**Data for processing**
..............................
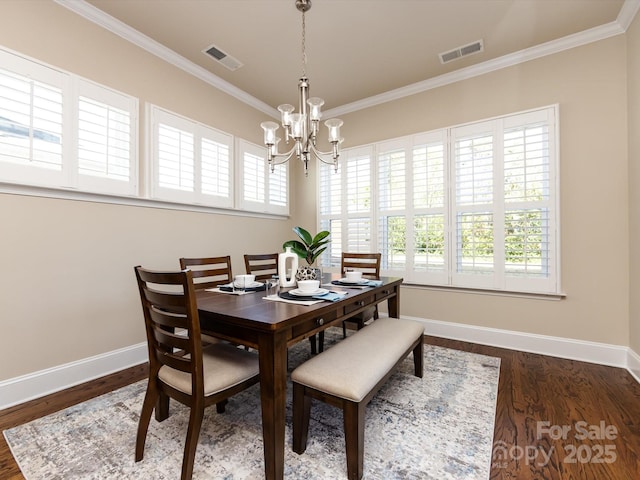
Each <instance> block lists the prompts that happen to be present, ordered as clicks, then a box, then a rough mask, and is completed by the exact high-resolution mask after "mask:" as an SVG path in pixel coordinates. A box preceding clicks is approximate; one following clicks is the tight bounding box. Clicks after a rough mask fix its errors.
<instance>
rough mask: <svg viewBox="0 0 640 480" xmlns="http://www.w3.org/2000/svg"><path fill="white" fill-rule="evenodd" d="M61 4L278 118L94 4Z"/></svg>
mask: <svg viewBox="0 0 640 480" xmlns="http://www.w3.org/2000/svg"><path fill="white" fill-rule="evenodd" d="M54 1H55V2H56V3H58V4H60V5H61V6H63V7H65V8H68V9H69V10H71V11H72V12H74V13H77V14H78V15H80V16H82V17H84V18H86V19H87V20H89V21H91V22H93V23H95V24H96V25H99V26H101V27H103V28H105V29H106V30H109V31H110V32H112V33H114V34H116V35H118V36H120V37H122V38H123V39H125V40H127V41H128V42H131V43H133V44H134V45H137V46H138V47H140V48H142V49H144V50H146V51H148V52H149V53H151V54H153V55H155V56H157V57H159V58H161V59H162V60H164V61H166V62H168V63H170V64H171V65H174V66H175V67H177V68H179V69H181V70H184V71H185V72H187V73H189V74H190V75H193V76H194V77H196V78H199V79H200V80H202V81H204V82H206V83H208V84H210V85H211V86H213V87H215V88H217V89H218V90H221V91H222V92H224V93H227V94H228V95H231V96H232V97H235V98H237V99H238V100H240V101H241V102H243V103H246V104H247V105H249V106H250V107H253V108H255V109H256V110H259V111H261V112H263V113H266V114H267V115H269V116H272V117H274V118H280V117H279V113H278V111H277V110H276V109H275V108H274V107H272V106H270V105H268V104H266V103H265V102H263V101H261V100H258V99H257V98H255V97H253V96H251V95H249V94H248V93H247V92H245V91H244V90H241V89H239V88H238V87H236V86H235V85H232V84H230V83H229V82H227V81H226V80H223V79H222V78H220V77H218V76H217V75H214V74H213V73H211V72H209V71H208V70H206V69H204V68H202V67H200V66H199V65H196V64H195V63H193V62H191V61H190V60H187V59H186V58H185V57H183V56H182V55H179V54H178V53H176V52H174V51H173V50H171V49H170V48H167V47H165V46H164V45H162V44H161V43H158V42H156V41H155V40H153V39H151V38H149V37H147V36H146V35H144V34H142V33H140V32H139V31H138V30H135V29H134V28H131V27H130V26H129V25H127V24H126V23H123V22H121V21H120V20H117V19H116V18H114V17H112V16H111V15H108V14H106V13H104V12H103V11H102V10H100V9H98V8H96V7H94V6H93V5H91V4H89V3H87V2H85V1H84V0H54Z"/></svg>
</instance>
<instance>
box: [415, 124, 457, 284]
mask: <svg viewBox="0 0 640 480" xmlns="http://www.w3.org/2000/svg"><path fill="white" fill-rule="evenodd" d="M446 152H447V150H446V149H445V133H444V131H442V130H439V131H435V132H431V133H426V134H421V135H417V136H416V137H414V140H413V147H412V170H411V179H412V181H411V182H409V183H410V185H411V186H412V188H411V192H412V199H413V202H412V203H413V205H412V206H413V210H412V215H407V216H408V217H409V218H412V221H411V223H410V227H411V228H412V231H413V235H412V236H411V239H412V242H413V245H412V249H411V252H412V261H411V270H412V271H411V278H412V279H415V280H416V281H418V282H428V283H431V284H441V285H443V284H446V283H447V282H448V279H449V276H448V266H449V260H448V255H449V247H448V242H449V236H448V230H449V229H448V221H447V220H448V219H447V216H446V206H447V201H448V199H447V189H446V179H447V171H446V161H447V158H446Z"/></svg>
..............................
The answer is the listing above restated word for word, pictures removed.

Each <instance> block lists the prompts that happen to be present, ordered as clicks, then a box, then a rough mask, and is completed by the exact high-resolution mask after "mask:" as an SVG path in pixel coordinates. A box preceding clicks is approximate; one following clicks is the tight bounding box. Clicks after a rough mask fix its errors.
<instance>
rough mask: <svg viewBox="0 0 640 480" xmlns="http://www.w3.org/2000/svg"><path fill="white" fill-rule="evenodd" d="M61 4L278 118L94 4Z"/></svg>
mask: <svg viewBox="0 0 640 480" xmlns="http://www.w3.org/2000/svg"><path fill="white" fill-rule="evenodd" d="M54 1H55V2H56V3H58V4H60V5H61V6H63V7H65V8H68V9H69V10H71V11H72V12H74V13H77V14H78V15H80V16H82V17H84V18H86V19H87V20H89V21H91V22H93V23H95V24H96V25H99V26H101V27H103V28H105V29H106V30H109V31H110V32H112V33H114V34H116V35H118V36H120V37H122V38H123V39H125V40H127V41H128V42H131V43H133V44H134V45H137V46H138V47H140V48H142V49H144V50H146V51H148V52H149V53H151V54H153V55H155V56H157V57H159V58H161V59H162V60H164V61H166V62H168V63H170V64H171V65H174V66H175V67H177V68H179V69H181V70H184V71H185V72H187V73H189V74H190V75H193V76H194V77H196V78H199V79H200V80H202V81H204V82H206V83H208V84H210V85H211V86H213V87H215V88H217V89H218V90H221V91H222V92H224V93H227V94H228V95H231V96H232V97H235V98H237V99H238V100H240V101H241V102H243V103H246V104H247V105H249V106H250V107H253V108H255V109H256V110H259V111H261V112H263V113H266V114H267V115H269V116H272V117H274V118H280V117H279V113H278V111H277V110H276V109H275V108H274V107H272V106H270V105H268V104H266V103H265V102H263V101H261V100H258V99H257V98H255V97H253V96H251V95H249V94H248V93H247V92H245V91H244V90H241V89H239V88H238V87H236V86H235V85H232V84H230V83H229V82H227V81H226V80H223V79H222V78H220V77H218V76H217V75H214V74H213V73H211V72H209V71H208V70H206V69H204V68H202V67H200V66H199V65H196V64H195V63H193V62H191V61H190V60H187V59H186V58H185V57H183V56H182V55H179V54H178V53H176V52H174V51H173V50H171V49H170V48H167V47H165V46H164V45H162V44H161V43H158V42H156V41H155V40H153V39H151V38H149V37H147V36H146V35H144V34H142V33H140V32H139V31H138V30H135V29H134V28H131V27H130V26H129V25H127V24H126V23H123V22H121V21H120V20H117V19H116V18H114V17H112V16H111V15H108V14H106V13H104V12H103V11H102V10H100V9H98V8H96V7H94V6H93V5H91V4H89V3H87V2H85V1H84V0H54Z"/></svg>
</instance>
<instance>
box: [415, 124, 457, 284]
mask: <svg viewBox="0 0 640 480" xmlns="http://www.w3.org/2000/svg"><path fill="white" fill-rule="evenodd" d="M446 152H447V150H446V149H445V133H444V131H442V130H439V131H435V132H431V133H426V134H421V135H417V136H416V137H414V140H413V147H412V170H411V179H412V181H411V182H409V183H410V185H411V186H412V188H411V192H412V199H413V202H412V203H413V205H412V206H413V210H412V215H407V216H408V217H409V218H412V221H411V223H410V227H411V228H412V231H413V235H412V236H411V239H412V242H413V245H412V249H411V252H412V261H411V270H412V271H411V278H412V279H415V280H416V281H418V282H428V283H431V284H441V285H443V284H446V283H447V282H448V279H449V276H448V266H449V260H448V255H449V247H448V242H449V236H448V230H449V229H448V221H447V220H448V219H447V216H446V206H447V201H448V199H447V189H446V179H447V171H446V161H447V158H446Z"/></svg>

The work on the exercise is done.